POLECENIE 1: Znajdź w rekordach każdy wiersz zawierający słowo „logo” i przepisz te wiersze.

Lutowy wzrost polskich akcji wyniósł je z powrotem na czoło tabeli

W styczniu znalazło się wielu niedowiarków, którzy realizowali szybie zyski z polskich akcji. W kolejnym miesiącu GPW jednak wróciła do zwyżek, a fundusze polskich akcji na najwyższe miejsca w zestawieniu miesięcznych wyników. Zawiodły niektóre produkty dłużne.

Publikacja: 06.03.2024 06:00

Lutowy wzrost polskich akcji wyniósł je z powrotem na czoło tabeli

Foto: Fotorzepa, Robert Gardziński

W styczniu polskie akcje zrobiły sobie krótką przerwę w zwyżkach, ale w lutym zachowanie głównych indeksów GPW znów przypominało to, co działo się w ostatnim kwartale zeszłego roku. Dzięki temu fundusze polskich akcji ponownie zagościły na czołowych miejscach tabeli wyników miesięcznych. Słabiej jednak zaprezentowały się fundusze obligacji długoterminowych, na których odbiły się zwyżki rentowności (spadki cen) papierów skarbowych.

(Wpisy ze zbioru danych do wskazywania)

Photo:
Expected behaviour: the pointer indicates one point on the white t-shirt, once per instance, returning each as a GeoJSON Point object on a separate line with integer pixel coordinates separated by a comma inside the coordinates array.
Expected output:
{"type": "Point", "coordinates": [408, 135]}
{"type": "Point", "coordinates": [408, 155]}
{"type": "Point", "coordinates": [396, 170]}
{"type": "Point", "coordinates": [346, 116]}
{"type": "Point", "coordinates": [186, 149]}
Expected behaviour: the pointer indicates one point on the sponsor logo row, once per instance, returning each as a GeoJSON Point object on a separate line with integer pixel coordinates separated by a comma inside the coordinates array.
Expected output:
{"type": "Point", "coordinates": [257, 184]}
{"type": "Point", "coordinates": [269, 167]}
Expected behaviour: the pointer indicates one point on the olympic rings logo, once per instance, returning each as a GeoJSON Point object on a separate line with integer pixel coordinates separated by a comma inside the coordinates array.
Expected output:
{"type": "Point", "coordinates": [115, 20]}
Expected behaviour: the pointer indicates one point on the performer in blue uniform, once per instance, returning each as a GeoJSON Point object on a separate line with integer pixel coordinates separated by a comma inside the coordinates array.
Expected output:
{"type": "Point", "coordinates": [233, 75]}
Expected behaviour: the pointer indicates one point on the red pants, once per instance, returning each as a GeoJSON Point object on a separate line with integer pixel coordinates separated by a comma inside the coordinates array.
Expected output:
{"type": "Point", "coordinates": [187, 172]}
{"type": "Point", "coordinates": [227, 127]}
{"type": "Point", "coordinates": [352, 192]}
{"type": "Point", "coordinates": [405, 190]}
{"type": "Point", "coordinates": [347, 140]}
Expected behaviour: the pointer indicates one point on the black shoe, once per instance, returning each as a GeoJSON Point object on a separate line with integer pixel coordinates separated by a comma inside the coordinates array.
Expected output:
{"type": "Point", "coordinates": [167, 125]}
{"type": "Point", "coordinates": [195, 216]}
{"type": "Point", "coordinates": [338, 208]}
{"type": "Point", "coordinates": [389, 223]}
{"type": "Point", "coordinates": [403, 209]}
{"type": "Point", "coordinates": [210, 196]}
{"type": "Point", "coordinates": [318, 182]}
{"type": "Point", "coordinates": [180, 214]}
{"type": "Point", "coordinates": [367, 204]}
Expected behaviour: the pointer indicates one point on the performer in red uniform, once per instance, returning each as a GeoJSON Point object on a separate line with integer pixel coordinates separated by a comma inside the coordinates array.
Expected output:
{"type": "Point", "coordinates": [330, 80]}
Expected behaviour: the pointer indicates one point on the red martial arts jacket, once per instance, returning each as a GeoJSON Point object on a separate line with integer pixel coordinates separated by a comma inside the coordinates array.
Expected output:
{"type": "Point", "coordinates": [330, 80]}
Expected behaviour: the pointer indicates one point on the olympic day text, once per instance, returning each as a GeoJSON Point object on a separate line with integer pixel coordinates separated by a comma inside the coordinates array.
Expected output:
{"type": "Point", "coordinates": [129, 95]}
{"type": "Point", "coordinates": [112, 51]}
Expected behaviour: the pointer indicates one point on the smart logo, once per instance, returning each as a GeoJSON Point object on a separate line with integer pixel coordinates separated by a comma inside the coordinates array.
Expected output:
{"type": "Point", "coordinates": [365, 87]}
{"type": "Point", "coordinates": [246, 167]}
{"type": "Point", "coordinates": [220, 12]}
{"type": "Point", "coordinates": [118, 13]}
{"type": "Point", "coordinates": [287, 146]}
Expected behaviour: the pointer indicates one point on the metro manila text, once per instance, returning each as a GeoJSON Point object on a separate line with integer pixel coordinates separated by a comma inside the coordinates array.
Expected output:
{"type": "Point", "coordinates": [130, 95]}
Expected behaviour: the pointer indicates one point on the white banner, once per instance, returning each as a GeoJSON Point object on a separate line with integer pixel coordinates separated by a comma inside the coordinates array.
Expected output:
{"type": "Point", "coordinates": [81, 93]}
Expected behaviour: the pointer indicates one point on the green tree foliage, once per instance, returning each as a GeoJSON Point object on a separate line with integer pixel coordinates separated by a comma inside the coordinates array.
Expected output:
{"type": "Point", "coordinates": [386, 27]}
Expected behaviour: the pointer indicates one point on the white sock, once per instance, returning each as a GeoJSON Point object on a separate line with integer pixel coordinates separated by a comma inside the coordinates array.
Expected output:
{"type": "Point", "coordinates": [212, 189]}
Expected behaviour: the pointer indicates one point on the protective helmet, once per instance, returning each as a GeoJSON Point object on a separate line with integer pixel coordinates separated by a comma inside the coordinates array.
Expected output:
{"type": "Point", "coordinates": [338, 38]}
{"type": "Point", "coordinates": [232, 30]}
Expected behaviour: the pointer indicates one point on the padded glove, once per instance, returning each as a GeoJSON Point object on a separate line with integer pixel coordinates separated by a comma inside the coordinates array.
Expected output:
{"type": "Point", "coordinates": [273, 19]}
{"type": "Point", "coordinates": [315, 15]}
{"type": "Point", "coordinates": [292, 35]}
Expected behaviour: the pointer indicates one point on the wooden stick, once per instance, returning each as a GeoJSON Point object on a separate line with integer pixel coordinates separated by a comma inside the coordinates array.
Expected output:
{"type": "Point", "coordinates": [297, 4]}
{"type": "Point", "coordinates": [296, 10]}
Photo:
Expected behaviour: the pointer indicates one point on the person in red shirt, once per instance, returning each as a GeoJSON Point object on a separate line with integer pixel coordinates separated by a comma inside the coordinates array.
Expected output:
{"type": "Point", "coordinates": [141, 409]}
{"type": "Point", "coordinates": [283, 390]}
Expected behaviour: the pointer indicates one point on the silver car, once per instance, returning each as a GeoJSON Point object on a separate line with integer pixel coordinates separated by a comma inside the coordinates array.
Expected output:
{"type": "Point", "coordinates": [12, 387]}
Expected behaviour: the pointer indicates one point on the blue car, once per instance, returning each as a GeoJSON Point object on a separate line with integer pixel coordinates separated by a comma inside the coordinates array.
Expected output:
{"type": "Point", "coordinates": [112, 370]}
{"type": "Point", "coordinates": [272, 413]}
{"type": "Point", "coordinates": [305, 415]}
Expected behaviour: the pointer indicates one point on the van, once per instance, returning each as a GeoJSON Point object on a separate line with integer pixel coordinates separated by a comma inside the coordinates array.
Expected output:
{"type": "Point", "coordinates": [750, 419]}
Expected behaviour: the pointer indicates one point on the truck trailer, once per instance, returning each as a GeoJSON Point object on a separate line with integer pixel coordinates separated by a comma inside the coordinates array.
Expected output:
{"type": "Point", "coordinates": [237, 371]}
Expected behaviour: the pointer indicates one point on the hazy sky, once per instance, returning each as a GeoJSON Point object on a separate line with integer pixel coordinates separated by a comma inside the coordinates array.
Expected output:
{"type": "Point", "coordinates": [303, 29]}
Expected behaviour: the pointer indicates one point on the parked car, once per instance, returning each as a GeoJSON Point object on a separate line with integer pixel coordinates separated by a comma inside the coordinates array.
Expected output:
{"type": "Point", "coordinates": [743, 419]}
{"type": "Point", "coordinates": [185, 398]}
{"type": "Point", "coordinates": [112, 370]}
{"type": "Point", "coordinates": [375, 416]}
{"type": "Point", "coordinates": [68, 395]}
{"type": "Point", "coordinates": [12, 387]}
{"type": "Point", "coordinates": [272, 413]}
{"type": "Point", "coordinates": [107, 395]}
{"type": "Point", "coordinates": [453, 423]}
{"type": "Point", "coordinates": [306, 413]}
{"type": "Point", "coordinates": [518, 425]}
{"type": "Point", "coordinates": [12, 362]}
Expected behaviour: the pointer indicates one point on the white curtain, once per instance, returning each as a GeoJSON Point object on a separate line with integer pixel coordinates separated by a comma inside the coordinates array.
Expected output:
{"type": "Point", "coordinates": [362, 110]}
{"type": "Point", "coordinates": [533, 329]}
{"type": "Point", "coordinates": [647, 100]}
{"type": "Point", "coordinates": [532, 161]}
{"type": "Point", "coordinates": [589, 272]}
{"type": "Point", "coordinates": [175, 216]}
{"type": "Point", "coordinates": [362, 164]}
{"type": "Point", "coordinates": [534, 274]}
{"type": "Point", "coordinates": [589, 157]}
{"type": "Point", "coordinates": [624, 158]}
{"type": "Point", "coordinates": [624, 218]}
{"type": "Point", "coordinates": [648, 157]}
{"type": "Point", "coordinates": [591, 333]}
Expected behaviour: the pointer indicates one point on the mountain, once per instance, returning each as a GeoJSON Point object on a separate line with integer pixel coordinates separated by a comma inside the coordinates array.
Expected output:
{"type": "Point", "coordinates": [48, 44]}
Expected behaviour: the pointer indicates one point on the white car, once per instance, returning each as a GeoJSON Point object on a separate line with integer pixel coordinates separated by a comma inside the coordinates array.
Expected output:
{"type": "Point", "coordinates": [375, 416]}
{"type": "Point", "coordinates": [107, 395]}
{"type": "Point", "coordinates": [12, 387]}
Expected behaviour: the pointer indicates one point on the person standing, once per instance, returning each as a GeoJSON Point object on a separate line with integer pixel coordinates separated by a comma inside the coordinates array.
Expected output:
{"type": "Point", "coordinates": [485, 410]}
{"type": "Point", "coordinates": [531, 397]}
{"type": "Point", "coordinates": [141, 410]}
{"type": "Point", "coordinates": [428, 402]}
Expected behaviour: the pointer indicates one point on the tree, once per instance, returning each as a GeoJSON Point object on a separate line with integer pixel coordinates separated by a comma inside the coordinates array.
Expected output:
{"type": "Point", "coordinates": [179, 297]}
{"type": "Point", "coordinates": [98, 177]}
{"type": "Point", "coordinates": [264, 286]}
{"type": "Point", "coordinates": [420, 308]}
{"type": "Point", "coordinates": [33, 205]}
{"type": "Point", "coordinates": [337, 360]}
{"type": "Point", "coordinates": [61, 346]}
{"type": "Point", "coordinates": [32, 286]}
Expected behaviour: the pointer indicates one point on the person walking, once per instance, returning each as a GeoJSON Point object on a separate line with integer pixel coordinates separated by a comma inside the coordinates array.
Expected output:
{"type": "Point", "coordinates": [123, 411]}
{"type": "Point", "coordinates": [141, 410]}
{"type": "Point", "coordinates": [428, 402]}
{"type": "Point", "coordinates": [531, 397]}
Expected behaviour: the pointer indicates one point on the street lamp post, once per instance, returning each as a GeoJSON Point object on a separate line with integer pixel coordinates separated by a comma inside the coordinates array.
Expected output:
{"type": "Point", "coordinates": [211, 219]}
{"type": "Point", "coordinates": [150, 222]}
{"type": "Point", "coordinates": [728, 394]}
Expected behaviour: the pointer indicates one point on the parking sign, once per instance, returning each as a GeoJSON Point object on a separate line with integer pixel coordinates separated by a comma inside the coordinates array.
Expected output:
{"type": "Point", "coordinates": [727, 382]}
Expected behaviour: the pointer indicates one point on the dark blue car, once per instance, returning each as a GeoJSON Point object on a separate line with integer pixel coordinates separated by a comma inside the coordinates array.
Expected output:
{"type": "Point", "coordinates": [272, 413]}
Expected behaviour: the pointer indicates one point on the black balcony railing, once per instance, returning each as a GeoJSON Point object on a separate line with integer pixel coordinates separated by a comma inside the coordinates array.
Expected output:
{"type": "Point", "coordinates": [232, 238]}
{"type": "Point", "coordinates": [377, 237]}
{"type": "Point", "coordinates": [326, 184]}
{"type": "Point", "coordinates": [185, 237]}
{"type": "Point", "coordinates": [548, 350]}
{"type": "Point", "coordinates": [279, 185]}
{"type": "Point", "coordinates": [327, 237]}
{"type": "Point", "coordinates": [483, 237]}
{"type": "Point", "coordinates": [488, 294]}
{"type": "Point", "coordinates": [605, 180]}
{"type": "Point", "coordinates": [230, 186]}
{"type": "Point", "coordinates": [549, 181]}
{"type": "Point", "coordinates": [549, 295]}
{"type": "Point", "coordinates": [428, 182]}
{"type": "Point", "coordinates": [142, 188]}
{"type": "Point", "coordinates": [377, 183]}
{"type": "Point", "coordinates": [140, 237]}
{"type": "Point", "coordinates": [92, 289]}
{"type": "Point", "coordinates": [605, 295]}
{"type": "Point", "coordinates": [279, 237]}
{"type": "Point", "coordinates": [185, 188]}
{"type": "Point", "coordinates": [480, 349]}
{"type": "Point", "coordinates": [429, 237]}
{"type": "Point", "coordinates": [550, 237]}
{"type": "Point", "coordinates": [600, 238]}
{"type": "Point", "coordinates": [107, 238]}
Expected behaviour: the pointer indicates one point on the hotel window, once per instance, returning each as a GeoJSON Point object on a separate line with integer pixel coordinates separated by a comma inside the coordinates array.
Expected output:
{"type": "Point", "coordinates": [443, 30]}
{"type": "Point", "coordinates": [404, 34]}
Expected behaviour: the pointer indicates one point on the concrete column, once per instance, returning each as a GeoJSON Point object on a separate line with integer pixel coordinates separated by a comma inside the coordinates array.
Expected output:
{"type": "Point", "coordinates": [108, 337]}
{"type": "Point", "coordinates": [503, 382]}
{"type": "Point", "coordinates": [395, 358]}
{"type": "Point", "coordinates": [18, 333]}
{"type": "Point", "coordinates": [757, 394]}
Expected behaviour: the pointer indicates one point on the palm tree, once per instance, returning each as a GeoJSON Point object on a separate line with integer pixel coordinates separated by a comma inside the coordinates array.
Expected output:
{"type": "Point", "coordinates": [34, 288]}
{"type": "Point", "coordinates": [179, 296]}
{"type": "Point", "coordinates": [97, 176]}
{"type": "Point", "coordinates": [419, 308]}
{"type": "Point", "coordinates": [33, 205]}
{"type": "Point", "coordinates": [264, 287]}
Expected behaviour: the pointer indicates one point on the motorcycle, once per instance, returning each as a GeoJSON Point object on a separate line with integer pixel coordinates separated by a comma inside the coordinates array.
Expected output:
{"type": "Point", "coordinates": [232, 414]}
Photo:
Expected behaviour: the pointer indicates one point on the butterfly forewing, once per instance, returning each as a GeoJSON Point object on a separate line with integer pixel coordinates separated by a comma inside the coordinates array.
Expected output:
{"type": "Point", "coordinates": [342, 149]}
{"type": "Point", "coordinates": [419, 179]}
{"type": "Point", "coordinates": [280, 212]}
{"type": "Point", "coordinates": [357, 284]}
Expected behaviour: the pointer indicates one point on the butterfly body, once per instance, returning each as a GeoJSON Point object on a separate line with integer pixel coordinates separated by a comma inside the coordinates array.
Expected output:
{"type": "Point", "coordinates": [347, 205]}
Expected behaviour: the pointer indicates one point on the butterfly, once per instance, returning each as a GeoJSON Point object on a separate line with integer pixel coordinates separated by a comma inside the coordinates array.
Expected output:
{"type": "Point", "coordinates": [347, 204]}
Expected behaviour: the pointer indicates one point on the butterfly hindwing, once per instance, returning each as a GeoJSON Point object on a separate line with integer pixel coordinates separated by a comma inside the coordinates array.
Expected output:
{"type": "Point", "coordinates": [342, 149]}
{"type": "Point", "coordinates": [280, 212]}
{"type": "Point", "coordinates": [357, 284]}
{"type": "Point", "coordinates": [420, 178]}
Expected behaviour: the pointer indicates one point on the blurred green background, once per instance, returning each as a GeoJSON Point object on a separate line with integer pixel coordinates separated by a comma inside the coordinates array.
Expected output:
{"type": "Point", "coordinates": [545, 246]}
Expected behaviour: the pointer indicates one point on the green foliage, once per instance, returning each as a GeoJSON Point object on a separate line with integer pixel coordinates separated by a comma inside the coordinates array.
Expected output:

POLECENIE 2:
Oceń, czy każde z poniższych stwierdzeń zgadza się z artykułem o polskich akcjach. Przy każdym odpowiedz „tak” lub „nie” i przytocz rozstrzygające słowa tego artykułu.
(a) W lutym fundusze polskich akcji znów znalazły się na czołowych miejscach tabeli wyników miesięcznych.
(b) W styczniu polskie akcje kontynuowały zwyżki bez przerwy.
(c) Fundusze obligacji długoterminowych zaprezentowały się słabiej.

POPRAWNY WYNIK 1:
Expected behaviour: the pointer indicates one point on the sponsor logo row, once per instance, returning each as a GeoJSON Point object on a separate line with integer pixel coordinates separated by a comma inside the coordinates array.
Expected behaviour: the pointer indicates one point on the olympic rings logo, once per instance, returning each as a GeoJSON Point object on a separate line with integer pixel coordinates separated by a comma inside the coordinates array.
Expected behaviour: the pointer indicates one point on the smart logo, once per instance, returning each as a GeoJSON Point object on a separate line with integer pixel coordinates separated by a comma inside the coordinates array.

POPRAWNY WYNIK 2:
(a) Tak: „fundusze polskich akcji ponownie zagościły na czołowych miejscach tabeli wyników miesięcznych”.
(b) Nie: „W styczniu polskie akcje zrobiły sobie krótką przerwę w zwyżkach”.
(c) Tak: „Słabiej jednak zaprezentowały się fundusze obligacji długoterminowych”.